### DATA TO EXAMINE

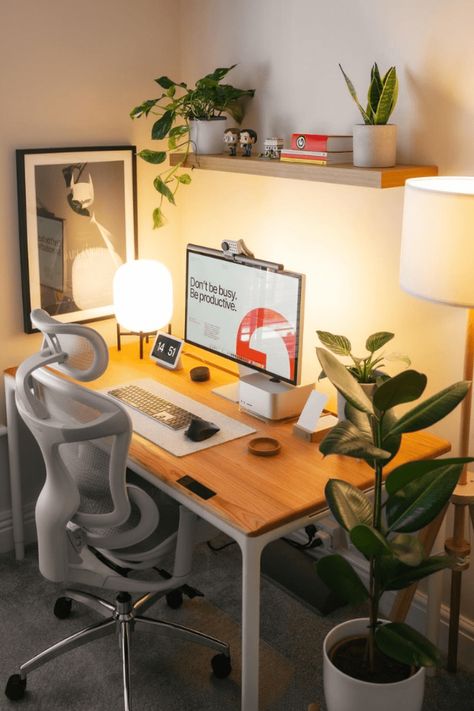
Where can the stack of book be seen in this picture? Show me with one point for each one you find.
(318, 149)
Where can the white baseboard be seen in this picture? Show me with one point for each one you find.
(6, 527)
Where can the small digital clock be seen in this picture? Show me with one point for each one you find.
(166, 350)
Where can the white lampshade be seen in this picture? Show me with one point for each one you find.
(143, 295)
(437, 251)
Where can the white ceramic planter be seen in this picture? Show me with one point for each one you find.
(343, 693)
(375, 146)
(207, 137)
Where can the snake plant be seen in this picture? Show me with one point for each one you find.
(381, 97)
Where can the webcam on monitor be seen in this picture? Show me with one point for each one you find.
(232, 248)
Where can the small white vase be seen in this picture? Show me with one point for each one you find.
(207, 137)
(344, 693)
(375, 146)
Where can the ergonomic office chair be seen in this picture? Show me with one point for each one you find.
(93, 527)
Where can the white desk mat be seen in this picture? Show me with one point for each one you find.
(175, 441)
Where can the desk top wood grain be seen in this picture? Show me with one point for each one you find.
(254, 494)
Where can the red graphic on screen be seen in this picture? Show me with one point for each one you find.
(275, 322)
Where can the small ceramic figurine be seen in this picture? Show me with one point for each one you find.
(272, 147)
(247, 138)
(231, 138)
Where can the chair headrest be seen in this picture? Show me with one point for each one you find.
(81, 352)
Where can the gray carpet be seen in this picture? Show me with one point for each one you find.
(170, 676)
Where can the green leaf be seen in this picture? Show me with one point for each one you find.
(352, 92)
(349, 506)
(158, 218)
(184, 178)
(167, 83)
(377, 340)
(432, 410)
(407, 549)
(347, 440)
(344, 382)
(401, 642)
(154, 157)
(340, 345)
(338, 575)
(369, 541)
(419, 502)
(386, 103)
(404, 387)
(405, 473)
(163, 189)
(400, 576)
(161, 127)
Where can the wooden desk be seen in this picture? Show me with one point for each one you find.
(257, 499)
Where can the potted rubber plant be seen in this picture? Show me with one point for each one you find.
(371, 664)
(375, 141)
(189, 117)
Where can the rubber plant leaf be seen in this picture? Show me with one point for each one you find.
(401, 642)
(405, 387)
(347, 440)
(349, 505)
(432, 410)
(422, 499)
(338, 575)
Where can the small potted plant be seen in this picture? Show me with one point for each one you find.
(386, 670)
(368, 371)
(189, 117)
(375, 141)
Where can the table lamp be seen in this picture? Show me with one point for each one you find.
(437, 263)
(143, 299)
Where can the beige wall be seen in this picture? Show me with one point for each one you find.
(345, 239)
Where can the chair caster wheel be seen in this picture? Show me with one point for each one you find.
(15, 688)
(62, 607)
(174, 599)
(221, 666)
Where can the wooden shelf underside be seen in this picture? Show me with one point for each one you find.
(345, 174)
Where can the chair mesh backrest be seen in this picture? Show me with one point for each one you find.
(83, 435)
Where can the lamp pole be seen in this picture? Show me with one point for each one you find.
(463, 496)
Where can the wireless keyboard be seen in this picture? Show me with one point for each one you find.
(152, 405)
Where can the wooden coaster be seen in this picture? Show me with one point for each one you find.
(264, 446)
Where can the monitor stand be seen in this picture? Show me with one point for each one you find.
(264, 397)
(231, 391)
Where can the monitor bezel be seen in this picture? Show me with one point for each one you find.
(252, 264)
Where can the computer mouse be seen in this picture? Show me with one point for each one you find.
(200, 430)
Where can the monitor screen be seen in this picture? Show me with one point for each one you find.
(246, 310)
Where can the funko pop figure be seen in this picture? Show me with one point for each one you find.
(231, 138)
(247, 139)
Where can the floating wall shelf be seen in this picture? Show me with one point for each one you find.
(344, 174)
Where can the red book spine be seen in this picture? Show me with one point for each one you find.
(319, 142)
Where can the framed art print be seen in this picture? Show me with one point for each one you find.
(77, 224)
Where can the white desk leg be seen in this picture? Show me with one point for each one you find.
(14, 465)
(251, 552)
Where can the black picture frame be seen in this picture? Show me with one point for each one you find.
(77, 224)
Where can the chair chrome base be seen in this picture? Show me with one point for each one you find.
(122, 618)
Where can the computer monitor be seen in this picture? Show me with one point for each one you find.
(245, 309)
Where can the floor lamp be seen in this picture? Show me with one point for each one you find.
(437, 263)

######

• INSTRUCTIONS FOR THE TASK:
Please copy the records above word for word, leaving out every picture.

• EXERCISE OUTPUT:
Where can the stack of book be seen in this picture? Show me with one point for each one you find.
(318, 149)
Where can the white baseboard be seen in this picture? Show me with one point for each one you find.
(6, 527)
Where can the small digital clock be seen in this picture? Show me with one point for each one you find.
(166, 350)
Where can the white lampshade be seen in this picture? Show me with one point for each one you find.
(143, 295)
(437, 251)
Where can the white ceramic planter be seen in this picture? Show me with one point for each one you find.
(343, 693)
(375, 146)
(207, 137)
Where can the snake plant be seen in this picture? Show me with one point for each one you find.
(381, 97)
Where can the webcam on monitor be seen in this picture? Show me with one point for each one you find.
(232, 248)
Where can the small white vase be seen in this picture? Show me with one point for each one you find.
(207, 137)
(344, 693)
(375, 146)
Where can the ergonomic office chair be seen in this picture? Show me with one point for each one you find.
(93, 527)
Where can the white desk mat be seen in this picture? Show me with one point for each one you find.
(175, 441)
Where can the desk top wood grain be seen in this picture? Show me with one point for each one you find.
(254, 494)
Where can the red graphic on screen be seen in this picture? Show me with one point for each one you find.
(275, 322)
Where can the small ceramic figurine be seen in this picture? Show me with one point for each one you find.
(272, 147)
(247, 138)
(231, 138)
Where can the chair headrest be seen in this picture? Show me with one point for each one you find.
(81, 352)
Where can the gray carpet be seen in this picture? Show me with one point for each one you find.
(170, 676)
Where can the green leaf be seen in this picture? Show me with one point for each one you find.
(352, 92)
(349, 506)
(158, 218)
(184, 178)
(167, 83)
(377, 340)
(432, 410)
(407, 549)
(347, 440)
(344, 382)
(401, 642)
(154, 157)
(340, 345)
(338, 575)
(369, 541)
(419, 502)
(386, 103)
(404, 387)
(405, 473)
(163, 189)
(400, 576)
(161, 127)
Where can the wooden desk be seen in this picture? Show me with one point for each one you find.
(257, 499)
Where can the potted rubber plant be seen in this picture? Show me with one point for each one you find.
(371, 664)
(375, 141)
(189, 117)
Where can the rubber plant leaf be seen in this picture? Show me with one point for each one you find.
(401, 642)
(405, 387)
(347, 440)
(349, 505)
(432, 410)
(422, 499)
(338, 575)
Where can the small potted plant be seen in this picture? Show me with one point for each one you find.
(386, 670)
(368, 371)
(189, 117)
(375, 141)
Where can the table lamp be seen in this picture? Show me with one point for each one you find.
(437, 263)
(143, 299)
Where can the beige wall be seen in this picture? Show me with one point for each one you find.
(345, 239)
Where can the chair caster wheel be seen in this picture? Show me with one point for each one you find.
(15, 688)
(62, 607)
(174, 599)
(221, 666)
Where can the wooden shelf underside be seen in this picture? Show me with one point for each one you find.
(345, 174)
Where can the chair mesh backrest be seen in this picture? Show me with one point for each one you find.
(83, 435)
Where can the lamp pole be seen in this picture? Show me with one point for each one you find.
(463, 496)
Where can the wireless keyboard be seen in this picture? Show me with one point for each one you find.
(152, 405)
Where can the wooden coaster be seen in this picture? Show me with one point for each one you find.
(264, 446)
Where can the monitor stand be seen in this picture? Show me with one point for each one you find.
(264, 397)
(231, 391)
Where can the monitor bezel be seen in this picture? Show me with one point for each one you find.
(252, 264)
Where can the computer mouse be seen in this picture? Show me with one point for each one you find.
(200, 430)
Where can the monitor screen be seen in this picture? Show me with one point for each one you find.
(246, 310)
Where can the funko pop figure be seen in this picture? Show me with one point for each one you find.
(231, 138)
(247, 139)
Where can the floating wall shelf be seen in this picture? Show me with one point for each one you find.
(344, 174)
Where can the red book spine be seen in this picture? Show me with one point for each one you find.
(319, 142)
Where can the framed art print be seen in this picture? Show me with one point for each one you find.
(77, 224)
Where can the white desk leg be seen in this picture? Show me with one point for each one you find.
(14, 465)
(251, 552)
Where can the black picture frame be seen in this picture? Show me with one point for each one you find.
(77, 224)
Where can the chair chrome base be seen in this picture? Show me with one point for each one you find.
(122, 618)
Where can the computer monitor be seen in this picture? Show me with one point for each one you find.
(245, 309)
Where can the floor lamp be seen in this picture? Show me with one point for each one you find.
(437, 263)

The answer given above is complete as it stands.